- Task
Go through the entries and tally the lines containing the word "instance". Only the total is wanted.

Data items

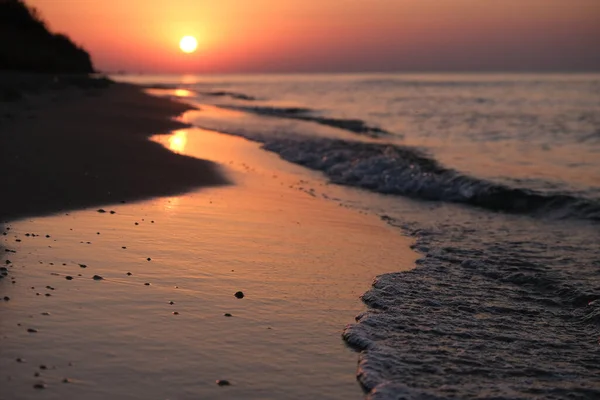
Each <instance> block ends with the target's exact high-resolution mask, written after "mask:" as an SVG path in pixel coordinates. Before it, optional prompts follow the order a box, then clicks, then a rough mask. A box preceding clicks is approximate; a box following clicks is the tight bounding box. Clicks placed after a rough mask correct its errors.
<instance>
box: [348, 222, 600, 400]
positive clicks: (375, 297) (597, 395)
mask: <svg viewBox="0 0 600 400" xmlns="http://www.w3.org/2000/svg"><path fill="white" fill-rule="evenodd" d="M384 219H385V220H386V221H388V222H389V223H391V224H392V225H394V224H397V222H396V221H395V220H394V219H392V218H389V217H384ZM513 229H515V227H514V226H513ZM413 234H414V235H415V237H416V238H417V244H416V245H415V248H416V249H417V250H419V251H421V252H422V253H423V254H424V255H425V257H424V258H423V259H421V260H419V262H418V267H417V268H416V269H414V270H411V271H408V272H403V273H394V274H386V275H382V276H379V277H378V278H377V279H376V281H375V282H374V283H373V287H372V289H371V290H370V291H368V292H367V293H365V294H364V295H363V301H364V303H365V304H366V305H367V306H368V307H369V309H368V311H366V312H364V313H362V314H361V315H359V316H358V317H357V318H356V320H357V322H356V323H355V324H351V325H349V326H348V327H347V328H346V329H345V330H344V332H343V338H344V340H345V341H346V343H347V344H348V345H350V346H351V347H353V348H355V349H356V350H359V351H361V353H360V360H359V367H358V373H357V378H358V380H359V382H360V383H361V385H362V386H363V387H364V388H365V390H366V391H367V392H368V393H369V397H368V398H369V399H371V400H374V399H378V400H388V399H389V400H392V399H404V398H406V399H445V398H461V399H482V398H486V399H492V398H494V399H498V398H511V399H512V398H519V399H538V398H556V399H567V398H581V399H595V398H600V388H599V387H598V385H597V384H596V383H595V382H597V376H598V374H600V366H598V363H597V357H598V354H599V353H598V344H597V335H598V328H600V319H599V315H600V300H599V299H600V292H598V284H599V283H600V282H599V281H598V276H597V273H596V272H595V269H594V268H593V265H590V266H589V267H588V268H585V267H582V266H580V265H576V264H574V263H571V264H567V262H568V261H567V260H568V259H569V258H570V257H572V256H575V255H578V254H580V253H583V254H588V255H589V257H590V259H589V260H586V261H587V262H589V263H592V264H593V263H594V262H598V261H597V260H598V259H599V258H598V257H599V256H600V254H599V253H598V249H597V248H596V249H595V246H594V244H593V243H591V242H593V241H590V243H587V244H586V245H585V246H587V247H586V248H582V247H581V246H580V247H573V248H570V249H569V248H567V246H563V247H561V246H557V247H556V248H552V249H548V246H547V245H546V244H545V243H547V242H548V239H551V238H553V236H552V233H546V232H542V233H540V235H541V236H544V235H545V237H543V238H540V241H539V242H537V241H536V240H535V238H533V240H532V237H531V234H530V233H528V234H527V235H524V237H526V238H527V240H523V241H519V240H515V236H518V233H516V232H513V231H511V232H506V233H505V232H502V230H501V229H497V230H495V231H494V232H492V233H489V231H481V230H477V229H473V230H471V231H468V230H466V229H459V228H456V229H455V230H454V231H452V230H451V229H442V230H441V232H432V231H427V230H422V229H421V230H418V231H415V232H413ZM559 235H560V234H559ZM546 236H547V237H546ZM555 239H556V237H554V240H555ZM582 246H583V245H582ZM585 246H584V247H585ZM559 247H560V248H559ZM594 260H596V261H594ZM565 264H567V265H565Z"/></svg>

- Output for this exercise
2